** What you need to do **
Transcribe everything from "More radical? I" down to "aware of himself." in the passage below on demythologizing the Bible.

In many cases we demythologize unintentionally and unreflectively by taking the mythological statements of the Bible as pictures that have long since lost their originial mythical sense. This is done most easily, naturally, with poetic writings in the Bible like the Psalms, in which the mythological language may in many cases already have been intended poetically. In our daily life, also, we use pictures that stem from mythical thinking, as when we say. for example, that our heart prompts us to do this or that - a statement that no one understands any longer in its original mythological sense, But those of us who have to interpret scripture responsibily ought to be conscious of what we are doing and to remind ourselves that honesty at this point requires us to be radical.


More radical? I am not sure: certainly, more honest and more systematic perhaps. Perhaps, too, the problem lies in calling this process 'demythologization', which implies a certain discovery of the 'real' intentions of the author - intentions that he not have been aware of himself.

** Source material **
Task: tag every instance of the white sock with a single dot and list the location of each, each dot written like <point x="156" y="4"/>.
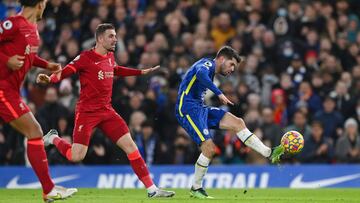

** Full response **
More radical? I am not sure: certainly, more honest and more systematic perhaps. Perhaps, too, the problem lies in calling this process 'demythologization', which implies a certain discovery of the 'real' intentions of the author - intentions that he not have been aware of himself.